Page extract:
::::::::
I no longer utter, ever, a word about liking a show on TV. Because the moment I start liking something intelligent and complex, they axe it.
The latest victim is “Smash”, a show that is as brimming with talent as anything I’ve seen on TV – a show with a strong story arc, excellent acting, amazing musical numbers, a complex storyline that caters to an adult with a decent attention span. Of course, they nixed it. They probably needed a slot for “Dancing with the Stars.”
Two MarilynsWhen are they going to make some television for the viewers who might want to spend the time allotted to the idiot box actually watching something that is worth the time investment? Am I doomed to BBC America and PBS Master Classics? Is there in America no network or producer strong enough to make something good and STAND behind it?
Smash had two seasons. That sudsy sanctimonious dreck that is a show called “Seventh Heaven”, full of preachy storylines designed to hit you over the head with a clue by four twenty seven times per episode just in case you didn’t get it the first time – that lasted forever and ever. Smash? The one where you had to PAY ATTENTION? Where things weren’t spelled out for you like a nice neat coloring book? Gone. (Ironically, perhaps, the TV show about a fake Broadway musical is about to be made into a real Broadway musical. How very META.)
 I have a long regret list of too-early-cancelled shows. Carnivale. Jericho. Firefly. Jack and Bobby. Bunheads. Alcatraz. The Cleaner. The Human Factor. Wonderfalls. All here, all gone often in the middle, abruptly, just… vanished. Vamoosed, Disappeared. Cancelled. Because God forbid that a viewer actually needs to think, to feel, to connect, to wonder.
It’s instant gratification or nothing doing.
We started watching a new show recently – or a new old show, to be precise. They were re-making  “Ironside”, a show originally featuring Raymond Burr in the title role of the handicapped wheelchair-bound police officer. This was supposed to be an updated version of that, with Blair Underwood , a decent actor who did not deserve this kind of treatment, in the title role.
To be perfectly honest, it was a another cop show – and cop shows tend to have to be really extraordinary in order to hold me these days, This one… was a good and adequate show. I may or may not have stuck with it long term. But be that as it may, I watched two episodes of it and just now learned that it had been cancelled by the network. After – believe it or not – four episodes. FOUR. Dear God, people barely had time to register the fact that the damned thing EXISTED. It may not have been one of the brilliant ones, but my god, Give it a chance! If you thought it was worth making in the first place how can you just throw in the towel after making four frigging episodes? Your viewers haven’t even properly met the character yet.
I’m sorry but this instant gratification thing – I’m talking TV right now but it’s pervasive in the arts with books, too having fallen foul of it in a major way. If a book isn’t a bestseller within a week of release, it is relegated to the garbage heap immediately – this instant gratification thing is foreign and amazing to me. Since when is the human race celebrating having the attention span of a gnat? Are we really doomed to McTelevision, being fed bite-sized pieces of pablum in between a steady diet of buybuybuybuybuy advertising ? I think I see TV-less future for me. Not too long in the future, at that. If I cannot have a decent story, something to engage my mind and my spirit, I don’t need the pap, either.
And while we’re on the subject of television, why why why do they have to ruin something beautiful? This is the flip side of that coin. You already have a show that is great, And then you… I don’t know… don’t have enough ratings? You need more better bigger or something? And so you take an amazing show and you make it “more commercial” and you… you destroy it.
::::::::
Listed entries:
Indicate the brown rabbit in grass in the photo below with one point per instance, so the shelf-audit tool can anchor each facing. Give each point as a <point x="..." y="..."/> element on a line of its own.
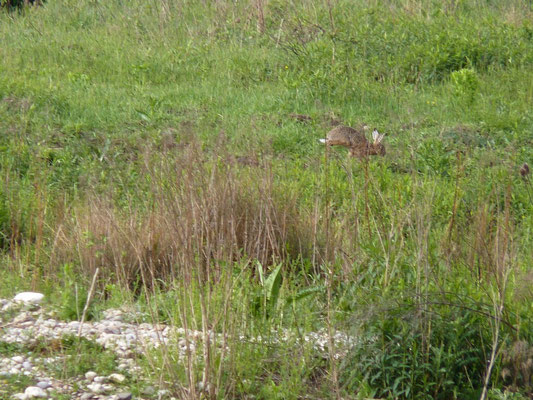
<point x="356" y="141"/>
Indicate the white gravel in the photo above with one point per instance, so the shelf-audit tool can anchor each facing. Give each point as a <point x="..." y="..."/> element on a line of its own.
<point x="25" y="323"/>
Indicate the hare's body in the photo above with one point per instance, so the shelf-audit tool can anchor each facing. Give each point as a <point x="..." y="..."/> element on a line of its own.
<point x="355" y="140"/>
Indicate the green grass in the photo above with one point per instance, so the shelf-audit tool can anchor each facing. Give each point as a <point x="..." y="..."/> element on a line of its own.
<point x="124" y="127"/>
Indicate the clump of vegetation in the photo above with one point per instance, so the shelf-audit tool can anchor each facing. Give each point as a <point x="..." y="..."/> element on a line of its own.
<point x="173" y="147"/>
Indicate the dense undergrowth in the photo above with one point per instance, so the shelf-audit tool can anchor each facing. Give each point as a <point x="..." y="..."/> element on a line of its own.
<point x="172" y="147"/>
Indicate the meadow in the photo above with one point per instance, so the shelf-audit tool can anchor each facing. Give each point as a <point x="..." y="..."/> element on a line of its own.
<point x="172" y="146"/>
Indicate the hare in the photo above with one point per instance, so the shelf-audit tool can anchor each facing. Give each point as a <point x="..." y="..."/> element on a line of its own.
<point x="356" y="141"/>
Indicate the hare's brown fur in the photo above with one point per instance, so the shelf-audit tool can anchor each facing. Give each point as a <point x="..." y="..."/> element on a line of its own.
<point x="356" y="141"/>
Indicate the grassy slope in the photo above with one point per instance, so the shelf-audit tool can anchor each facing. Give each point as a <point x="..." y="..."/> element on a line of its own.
<point x="95" y="95"/>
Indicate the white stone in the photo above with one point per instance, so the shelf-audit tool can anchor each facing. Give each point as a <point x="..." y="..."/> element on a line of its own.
<point x="29" y="297"/>
<point x="117" y="378"/>
<point x="96" y="388"/>
<point x="90" y="375"/>
<point x="44" y="384"/>
<point x="35" y="391"/>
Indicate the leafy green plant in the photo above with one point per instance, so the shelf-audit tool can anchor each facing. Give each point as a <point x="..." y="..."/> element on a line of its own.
<point x="465" y="83"/>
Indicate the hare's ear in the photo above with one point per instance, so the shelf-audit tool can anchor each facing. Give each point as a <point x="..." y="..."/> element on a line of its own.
<point x="375" y="135"/>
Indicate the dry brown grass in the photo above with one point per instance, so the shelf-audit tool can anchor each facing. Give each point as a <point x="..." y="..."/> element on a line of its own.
<point x="198" y="215"/>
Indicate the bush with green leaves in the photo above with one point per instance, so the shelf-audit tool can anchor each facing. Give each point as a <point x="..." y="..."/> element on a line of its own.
<point x="419" y="356"/>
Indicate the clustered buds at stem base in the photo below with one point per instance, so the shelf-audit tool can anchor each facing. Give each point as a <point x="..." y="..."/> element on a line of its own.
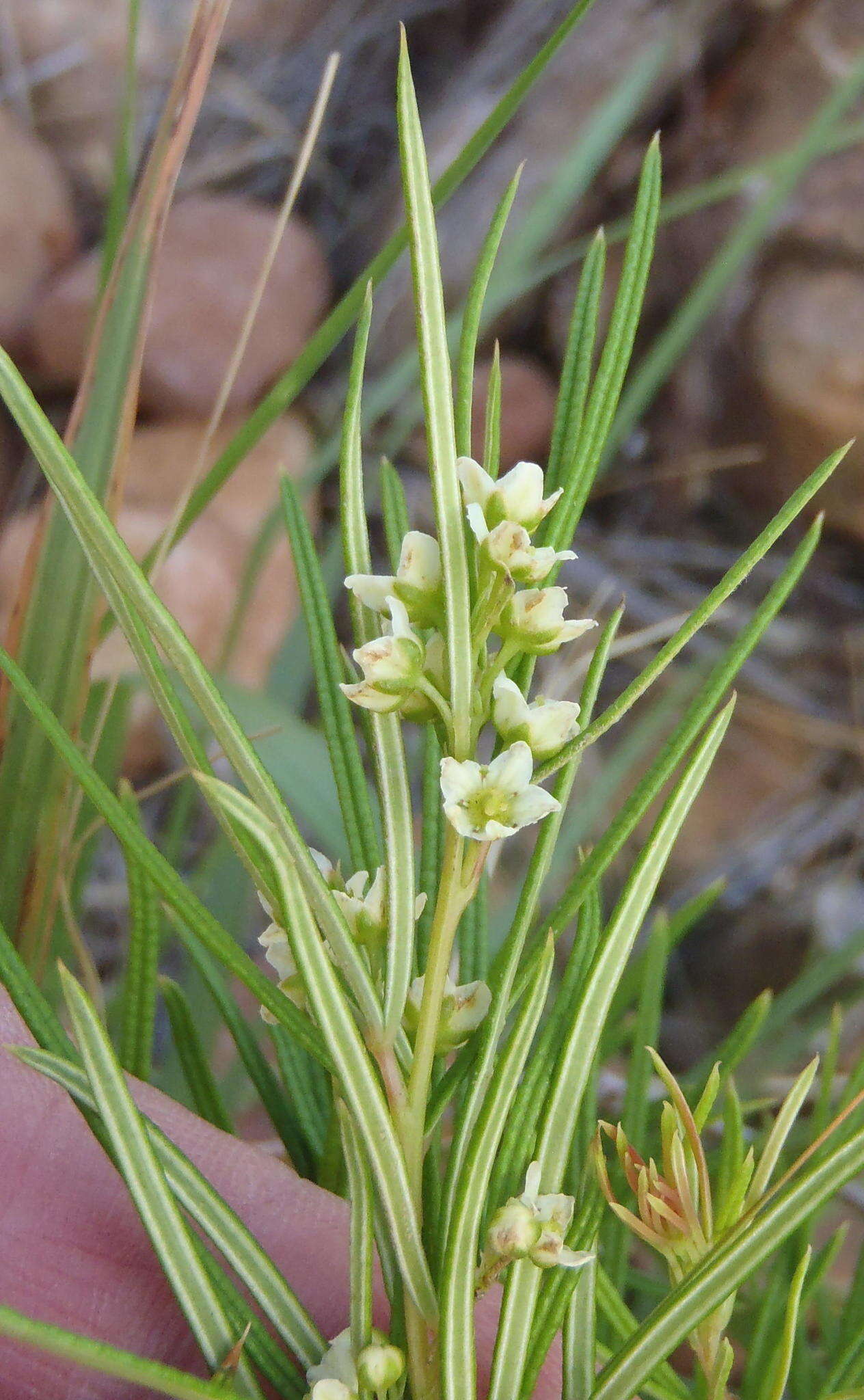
<point x="486" y="803"/>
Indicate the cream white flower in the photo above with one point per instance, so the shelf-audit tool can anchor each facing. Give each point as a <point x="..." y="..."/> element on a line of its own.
<point x="335" y="1367"/>
<point x="329" y="871"/>
<point x="535" y="621"/>
<point x="530" y="1227"/>
<point x="463" y="1010"/>
<point x="554" y="1215"/>
<point x="545" y="725"/>
<point x="510" y="550"/>
<point x="366" y="909"/>
<point x="331" y="1389"/>
<point x="336" y="1374"/>
<point x="491" y="801"/>
<point x="416" y="581"/>
<point x="391" y="664"/>
<point x="517" y="496"/>
<point x="380" y="1365"/>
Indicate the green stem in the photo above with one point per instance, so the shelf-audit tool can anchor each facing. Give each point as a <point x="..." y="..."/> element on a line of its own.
<point x="448" y="909"/>
<point x="412" y="1123"/>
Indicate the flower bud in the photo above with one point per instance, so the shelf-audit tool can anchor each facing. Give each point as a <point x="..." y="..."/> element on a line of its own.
<point x="491" y="801"/>
<point x="416" y="581"/>
<point x="380" y="1367"/>
<point x="513" y="1231"/>
<point x="331" y="1389"/>
<point x="545" y="725"/>
<point x="509" y="549"/>
<point x="366" y="909"/>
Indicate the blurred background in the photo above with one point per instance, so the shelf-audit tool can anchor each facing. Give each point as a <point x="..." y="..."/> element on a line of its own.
<point x="748" y="370"/>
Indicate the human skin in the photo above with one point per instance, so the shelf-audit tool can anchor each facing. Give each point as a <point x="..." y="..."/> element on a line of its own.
<point x="75" y="1253"/>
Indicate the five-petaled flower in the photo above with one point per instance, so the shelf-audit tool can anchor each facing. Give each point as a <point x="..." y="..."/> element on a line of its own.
<point x="509" y="549"/>
<point x="535" y="622"/>
<point x="416" y="581"/>
<point x="517" y="496"/>
<point x="545" y="725"/>
<point x="491" y="801"/>
<point x="392" y="664"/>
<point x="463" y="1010"/>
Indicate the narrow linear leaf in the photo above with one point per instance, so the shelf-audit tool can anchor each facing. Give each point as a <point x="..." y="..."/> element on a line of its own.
<point x="742" y="243"/>
<point x="362" y="1245"/>
<point x="576" y="367"/>
<point x="635" y="1109"/>
<point x="394" y="509"/>
<point x="145" y="618"/>
<point x="391" y="769"/>
<point x="307" y="1088"/>
<point x="327" y="664"/>
<point x="579" y="1333"/>
<point x="492" y="422"/>
<point x="774" y="1389"/>
<point x="177" y="895"/>
<point x="726" y="1267"/>
<point x="206" y="1207"/>
<point x="343" y="315"/>
<point x="261" y="1074"/>
<point x="682" y="737"/>
<point x="198" y="1074"/>
<point x="730" y="581"/>
<point x="150" y="1193"/>
<point x="563" y="1102"/>
<point x="578" y="474"/>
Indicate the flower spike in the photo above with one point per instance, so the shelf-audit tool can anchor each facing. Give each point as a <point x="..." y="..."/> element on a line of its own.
<point x="517" y="496"/>
<point x="545" y="725"/>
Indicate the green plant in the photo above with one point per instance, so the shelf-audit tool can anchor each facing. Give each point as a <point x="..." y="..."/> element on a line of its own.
<point x="455" y="1111"/>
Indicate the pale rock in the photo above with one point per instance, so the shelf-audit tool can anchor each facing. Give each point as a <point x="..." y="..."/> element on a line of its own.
<point x="527" y="409"/>
<point x="206" y="275"/>
<point x="75" y="52"/>
<point x="163" y="455"/>
<point x="37" y="224"/>
<point x="809" y="362"/>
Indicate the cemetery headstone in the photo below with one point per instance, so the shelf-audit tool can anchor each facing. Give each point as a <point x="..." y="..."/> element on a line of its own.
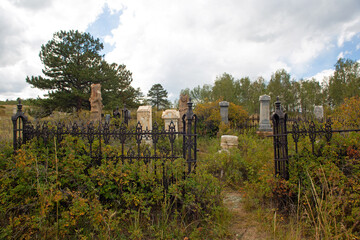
<point x="116" y="113"/>
<point x="224" y="111"/>
<point x="184" y="99"/>
<point x="171" y="115"/>
<point x="264" y="123"/>
<point x="319" y="112"/>
<point x="144" y="116"/>
<point x="95" y="102"/>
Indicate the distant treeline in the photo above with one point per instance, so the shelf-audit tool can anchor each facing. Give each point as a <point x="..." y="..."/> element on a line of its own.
<point x="15" y="102"/>
<point x="295" y="95"/>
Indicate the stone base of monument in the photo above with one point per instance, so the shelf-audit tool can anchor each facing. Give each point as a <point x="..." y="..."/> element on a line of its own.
<point x="229" y="141"/>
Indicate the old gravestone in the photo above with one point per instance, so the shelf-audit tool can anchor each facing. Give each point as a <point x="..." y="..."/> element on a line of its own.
<point x="229" y="141"/>
<point x="144" y="116"/>
<point x="95" y="102"/>
<point x="171" y="115"/>
<point x="224" y="111"/>
<point x="319" y="112"/>
<point x="264" y="123"/>
<point x="183" y="107"/>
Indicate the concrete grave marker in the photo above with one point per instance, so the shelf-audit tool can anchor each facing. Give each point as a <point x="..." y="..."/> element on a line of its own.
<point x="264" y="124"/>
<point x="319" y="112"/>
<point x="95" y="102"/>
<point x="184" y="99"/>
<point x="224" y="111"/>
<point x="144" y="116"/>
<point x="171" y="115"/>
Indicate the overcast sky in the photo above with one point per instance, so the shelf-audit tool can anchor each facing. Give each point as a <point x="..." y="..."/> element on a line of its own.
<point x="183" y="43"/>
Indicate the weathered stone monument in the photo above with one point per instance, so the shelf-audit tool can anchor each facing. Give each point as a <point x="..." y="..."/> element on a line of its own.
<point x="184" y="99"/>
<point x="319" y="112"/>
<point x="224" y="111"/>
<point x="264" y="123"/>
<point x="144" y="116"/>
<point x="229" y="141"/>
<point x="95" y="102"/>
<point x="171" y="115"/>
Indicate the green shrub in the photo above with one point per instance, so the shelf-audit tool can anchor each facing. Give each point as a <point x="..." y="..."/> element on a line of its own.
<point x="50" y="191"/>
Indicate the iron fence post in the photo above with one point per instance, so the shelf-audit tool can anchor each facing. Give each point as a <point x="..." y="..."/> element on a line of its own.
<point x="190" y="137"/>
<point x="281" y="157"/>
<point x="19" y="124"/>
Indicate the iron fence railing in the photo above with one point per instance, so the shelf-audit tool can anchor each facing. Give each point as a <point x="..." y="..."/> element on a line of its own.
<point x="314" y="130"/>
<point x="134" y="144"/>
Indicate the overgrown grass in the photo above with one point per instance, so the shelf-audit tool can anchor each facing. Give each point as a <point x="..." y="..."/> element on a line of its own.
<point x="51" y="192"/>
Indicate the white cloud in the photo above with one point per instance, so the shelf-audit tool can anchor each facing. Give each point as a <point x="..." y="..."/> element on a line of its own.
<point x="187" y="43"/>
<point x="24" y="27"/>
<point x="324" y="75"/>
<point x="181" y="43"/>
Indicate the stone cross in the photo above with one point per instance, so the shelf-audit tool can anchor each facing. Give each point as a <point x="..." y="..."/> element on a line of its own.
<point x="184" y="99"/>
<point x="171" y="115"/>
<point x="95" y="102"/>
<point x="264" y="124"/>
<point x="224" y="111"/>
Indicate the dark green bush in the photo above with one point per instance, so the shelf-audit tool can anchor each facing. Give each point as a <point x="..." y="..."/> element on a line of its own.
<point x="51" y="191"/>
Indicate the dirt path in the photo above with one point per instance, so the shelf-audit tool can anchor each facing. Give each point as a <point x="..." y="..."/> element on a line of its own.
<point x="243" y="225"/>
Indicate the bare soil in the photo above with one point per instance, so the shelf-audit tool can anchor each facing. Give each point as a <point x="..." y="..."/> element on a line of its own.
<point x="243" y="224"/>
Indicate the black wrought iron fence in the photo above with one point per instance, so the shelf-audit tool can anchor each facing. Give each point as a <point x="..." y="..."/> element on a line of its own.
<point x="251" y="123"/>
<point x="314" y="130"/>
<point x="134" y="144"/>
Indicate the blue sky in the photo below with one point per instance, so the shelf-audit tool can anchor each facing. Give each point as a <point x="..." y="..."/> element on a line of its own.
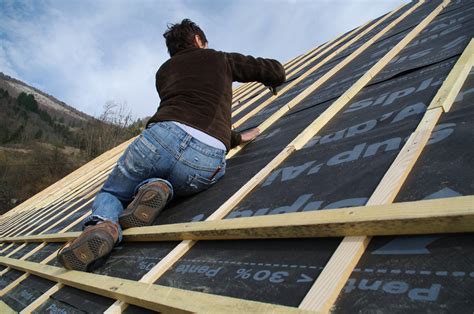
<point x="87" y="53"/>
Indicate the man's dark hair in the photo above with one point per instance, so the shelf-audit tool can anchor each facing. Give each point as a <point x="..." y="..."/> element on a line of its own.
<point x="180" y="36"/>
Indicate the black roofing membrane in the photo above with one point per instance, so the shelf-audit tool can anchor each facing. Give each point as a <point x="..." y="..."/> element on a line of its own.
<point x="10" y="276"/>
<point x="362" y="140"/>
<point x="339" y="167"/>
<point x="27" y="248"/>
<point x="425" y="273"/>
<point x="349" y="74"/>
<point x="71" y="300"/>
<point x="45" y="252"/>
<point x="26" y="292"/>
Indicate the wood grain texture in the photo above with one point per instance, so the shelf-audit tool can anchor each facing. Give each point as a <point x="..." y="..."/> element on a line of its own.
<point x="328" y="285"/>
<point x="42" y="298"/>
<point x="419" y="217"/>
<point x="457" y="76"/>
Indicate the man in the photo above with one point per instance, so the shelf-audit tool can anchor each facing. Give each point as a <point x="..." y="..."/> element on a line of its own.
<point x="182" y="150"/>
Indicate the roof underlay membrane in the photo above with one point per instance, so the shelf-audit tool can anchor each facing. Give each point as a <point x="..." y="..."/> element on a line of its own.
<point x="381" y="116"/>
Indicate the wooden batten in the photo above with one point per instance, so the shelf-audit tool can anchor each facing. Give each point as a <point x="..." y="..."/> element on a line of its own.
<point x="328" y="285"/>
<point x="153" y="297"/>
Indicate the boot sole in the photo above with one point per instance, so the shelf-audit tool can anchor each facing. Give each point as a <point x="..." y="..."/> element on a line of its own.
<point x="87" y="253"/>
<point x="144" y="212"/>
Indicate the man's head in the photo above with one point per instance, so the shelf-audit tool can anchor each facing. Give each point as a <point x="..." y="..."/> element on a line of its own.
<point x="184" y="35"/>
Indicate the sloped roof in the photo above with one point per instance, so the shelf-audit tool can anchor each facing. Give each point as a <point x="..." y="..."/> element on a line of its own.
<point x="345" y="130"/>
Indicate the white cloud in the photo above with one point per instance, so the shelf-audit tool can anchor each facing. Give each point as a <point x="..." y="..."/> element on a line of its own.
<point x="90" y="52"/>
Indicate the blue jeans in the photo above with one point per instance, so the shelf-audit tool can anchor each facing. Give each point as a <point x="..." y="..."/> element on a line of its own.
<point x="163" y="152"/>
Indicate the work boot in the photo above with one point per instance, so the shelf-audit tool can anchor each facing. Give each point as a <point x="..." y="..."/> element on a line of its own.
<point x="150" y="199"/>
<point x="91" y="248"/>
::::::::
Objective A: According to the blog post about cancelled TV shows, how many seasons did "Smash" have?
Objective B: Replace "shelf-audit tool" with "inventory tool" in the records, from the line with "Indicate the wooden" through the end of the records, and give only those lines, otherwise unchanged.
The blog post and the records are independent of each other.

Response A: Two seasons.

Response B:
Indicate the wooden batten in the photo above with one point per instance, so the inventory tool can anchor each facing. Give each point as a <point x="..." y="..."/> element on a line of its own.
<point x="328" y="285"/>
<point x="153" y="297"/>
Indicate the boot sole in the photo above with one point per instance, so the inventory tool can anchor each facing. Give each point as a <point x="..." y="..."/> element on a line of its own.
<point x="87" y="253"/>
<point x="144" y="212"/>
Indicate the man's head in the photo above with one point per instance, so the inventory tool can anchor each facing. Give each point as a <point x="..." y="..."/> element on a line of its own.
<point x="184" y="35"/>
Indicate the sloped roof in the photo above with one point per instance, so the inventory tool can anchor each facing. Give each point as a <point x="..." y="..."/> element on a line of its own.
<point x="345" y="130"/>
Indicate the white cloud in the photo above with one point per instance, so the inventory tool can anchor each facing. Give each point as a <point x="..." y="..."/> element on a line of its own.
<point x="90" y="52"/>
Indicate the blue jeans in the photo above with one point per instance, so the inventory tool can anchor each facing. Give each point as a <point x="..." y="..."/> element on a line of its own.
<point x="163" y="152"/>
Indicate the work boot in the photo above with one point per instance, so the inventory tool can anchor each facing. Give each point as a <point x="..." y="..."/> element on a line of its own.
<point x="150" y="199"/>
<point x="91" y="248"/>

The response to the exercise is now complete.